Region labeling items
━━━━━━━━━━━━━━━━

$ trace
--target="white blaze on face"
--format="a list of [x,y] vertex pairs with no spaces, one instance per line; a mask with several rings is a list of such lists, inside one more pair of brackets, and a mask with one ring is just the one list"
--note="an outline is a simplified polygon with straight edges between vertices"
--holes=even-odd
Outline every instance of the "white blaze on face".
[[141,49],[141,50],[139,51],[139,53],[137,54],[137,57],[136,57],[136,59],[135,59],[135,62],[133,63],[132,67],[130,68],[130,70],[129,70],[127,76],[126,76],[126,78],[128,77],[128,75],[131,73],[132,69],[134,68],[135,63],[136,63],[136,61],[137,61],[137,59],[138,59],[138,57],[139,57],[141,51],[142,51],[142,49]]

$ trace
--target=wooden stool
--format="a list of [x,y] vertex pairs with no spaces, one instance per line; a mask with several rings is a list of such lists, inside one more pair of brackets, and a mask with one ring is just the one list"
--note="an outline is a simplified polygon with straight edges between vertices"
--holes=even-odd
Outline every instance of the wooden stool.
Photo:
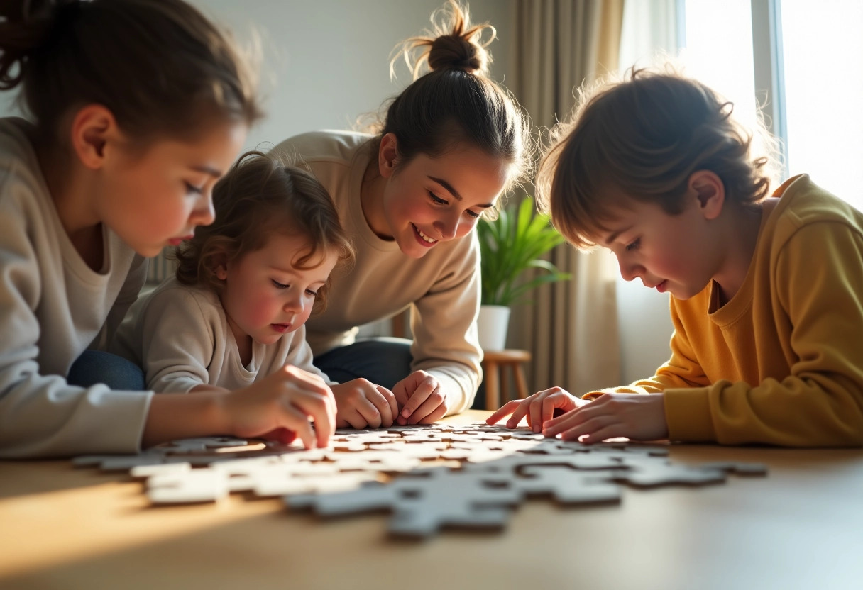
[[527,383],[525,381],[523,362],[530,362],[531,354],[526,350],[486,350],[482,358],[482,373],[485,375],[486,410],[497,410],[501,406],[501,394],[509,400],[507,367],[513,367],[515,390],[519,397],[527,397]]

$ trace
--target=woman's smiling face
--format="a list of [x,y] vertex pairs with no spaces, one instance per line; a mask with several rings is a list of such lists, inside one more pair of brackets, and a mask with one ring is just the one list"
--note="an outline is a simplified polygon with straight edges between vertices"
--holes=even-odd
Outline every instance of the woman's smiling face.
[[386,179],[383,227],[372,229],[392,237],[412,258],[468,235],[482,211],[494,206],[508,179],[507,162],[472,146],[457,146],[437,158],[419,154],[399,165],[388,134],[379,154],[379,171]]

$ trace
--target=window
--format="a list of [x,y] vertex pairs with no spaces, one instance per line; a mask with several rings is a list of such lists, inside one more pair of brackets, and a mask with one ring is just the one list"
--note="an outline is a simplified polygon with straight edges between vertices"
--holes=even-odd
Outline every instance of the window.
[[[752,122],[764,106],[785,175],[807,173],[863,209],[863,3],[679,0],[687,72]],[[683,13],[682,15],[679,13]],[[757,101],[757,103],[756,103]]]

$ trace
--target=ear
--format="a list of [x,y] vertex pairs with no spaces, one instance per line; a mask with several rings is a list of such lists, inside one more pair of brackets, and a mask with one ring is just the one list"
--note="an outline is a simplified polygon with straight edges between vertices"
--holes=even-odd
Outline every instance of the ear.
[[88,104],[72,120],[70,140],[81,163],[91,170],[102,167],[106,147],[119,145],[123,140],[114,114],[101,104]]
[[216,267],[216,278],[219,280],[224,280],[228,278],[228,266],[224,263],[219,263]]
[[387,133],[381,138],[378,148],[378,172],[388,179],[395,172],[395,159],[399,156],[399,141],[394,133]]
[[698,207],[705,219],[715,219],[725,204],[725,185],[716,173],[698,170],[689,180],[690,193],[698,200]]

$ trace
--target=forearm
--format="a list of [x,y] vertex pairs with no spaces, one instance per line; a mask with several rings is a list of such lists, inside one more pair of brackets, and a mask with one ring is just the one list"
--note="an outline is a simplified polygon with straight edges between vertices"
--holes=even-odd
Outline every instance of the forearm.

━━━━━━━━━━━━━━━━

→ Exercise goal
Please list every line in the listing above that contains the string "window".

→ Completed exercise
--target=window
Outline every instance of the window.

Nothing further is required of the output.